* [Короткое задание 1]: Какое образование было у Дмитрия Ивановича Токарева, согласно фрагменту воспоминаний?
* [Короткое задание 2]: Перепишите фрагмент воспоминаний от «Утром встала еще» до «подпольной работе, поверили.» включительно, заменив «Женька» на «Нинка».
* [Короткое задание 3]: Переведите на английский язык предложение из фрагмента воспоминаний: «Билеты тогда были тонкие, из дешевой бумаги, билет вспыхнул и сгорел за секунду».

* [Выбранный фрагмент]:
+===+
Уже ночью прибегает тетя Даша, говорит: «Покажи, куда спрятала комсомольский билет». Я достаю его из угла, под посудой лежал. Она его хватает и в печку: «Ты что, с ума сошла, какое подполье, повесят всех в два счета». Слух о подполье разошелся по деревне, она узнала и пришла. Билеты тогда были тонкие, из дешевой бумаги, билет вспыхнул и сгорел за секунду. Я в слезы, жалко. Провожая тетю во дворе, обратила внимание, что уж больно сильно бьют пушки, даже стекла в доме дребезжат, такого раньше не было.
Утром встала еще засветло, смотрю в окошко, тишина, никто из деревенских не показывается, а как же эвакуация. Прибегает Женька, плачет от радости: «Зинка, наши Воронеж отбили, немца гонят, не будет эвакуации». Сидим обнявшись, плачем, значит, и не повесят нас подпольщиков, будем жить. А билет мне потом восстановили, я сказала, что потеряла его во время подготовки к подпольной работе, поверили.
Председатель
Отец наш, Дмитрий Иванович Токарев, был большевиком с первых дней революции, громил беляков не за страх, а за совесть. Ходила молва о его непреклонной вере в победу мировой революции и беззаветной храбрости. Революция победила. Образование у него было 7 классов, по тем временам наивысшее. Нужно было строить колхозы. Кто же, кроме моего отца, может это дело поднять? Его назначают председателем, дают наган, хорошего коня и бричку (так мы называли одноосную легкую телегу).
Как шли дела в колхозе, я не знаю, была мала совсем. Но когда на партийном бюро в 1932 году распределяли, кто к каким кулакам пойдет их раскулачивать (по-простому — изымать лошадей, коров, зерно и все сельхозорудия), отец выбрал свою тещу, Глафиру Петровну Кольцову. Она была из рода помещиков, до 1917 года работало на них в полях ежедневно более 100 батраков. В деревне у их семьи был огромный дом с колоннами, десятки строений: от амбаров до мастерских и конюшен.
Как получилось, что моя мать вышла замуж за первого большевика наших мест, мне не рассказывали. Но я думаю, что теща с родней хотели поиметь от такого брака прямую выгоду. Как же они ошибались.
Отец вошел в дом тещи не один: несколько местных активистов, большевиков, милиционер, писарь. Все имущество описали, затем в течение целой недели вывозили все добро с подворья: лошадей, коров, зерно, плуги, бороны и прочее. Не могла все это выдержать Глафира Петровна, кинулась с иконой наперерез зятю: «Побойся бога, Дмитрий!» Отец вырвал икону, переломил ее об колено напополам, бросил на пол.
Кольцовы после этого сильно сдали, болели, жили очень скромно. В колхоз вступать отказались, и им за это обрезали всю колхозную землю, весь их огород — около 40 соток. Выходишь с крыльца, и сразу колхозная земля начиналась, посадки. В деревне в ту пору раскулачили четверть всех дворов, в ссылку не отправляли, просто все забирали, дальше выживай как хочешь.
+===+
* [Исходные данные]:
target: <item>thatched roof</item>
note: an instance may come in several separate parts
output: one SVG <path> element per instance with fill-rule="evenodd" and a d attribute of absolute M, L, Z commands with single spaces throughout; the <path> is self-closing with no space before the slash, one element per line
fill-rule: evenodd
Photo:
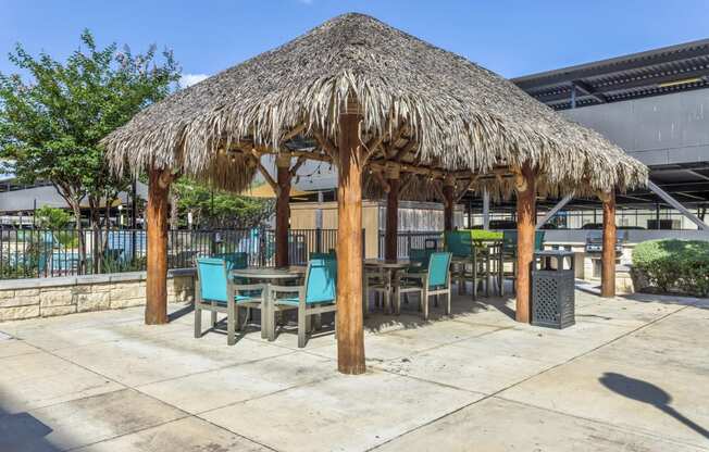
<path fill-rule="evenodd" d="M 527 162 L 543 186 L 561 191 L 647 179 L 647 168 L 620 148 L 507 79 L 362 14 L 335 17 L 176 92 L 104 143 L 117 171 L 152 164 L 204 174 L 220 149 L 279 150 L 294 129 L 337 142 L 348 93 L 362 109 L 363 141 L 398 130 L 397 140 L 415 145 L 402 162 L 475 173 Z"/>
+===+
* [Ответ 1]: Семь классов, по тем временам наивысшее.

* [Ответ 2]:
Утром встала еще засветло, смотрю в окошко, тишина, никто из деревенских не показывается, а как же эвакуация. Прибегает Нинка, плачет от радости: «Зинка, наши Воронеж отбили, немца гонят, не будет эвакуации». Сидим обнявшись, плачем, значит, и не повесят нас подпольщиков, будем жить. А билет мне потом восстановили, я сказала, что потеряла его во время подготовки к подпольной работе, поверили.

* [Ответ 3]: Membership cards back then were thin, made of cheap paper; the card flared up and burned in a second.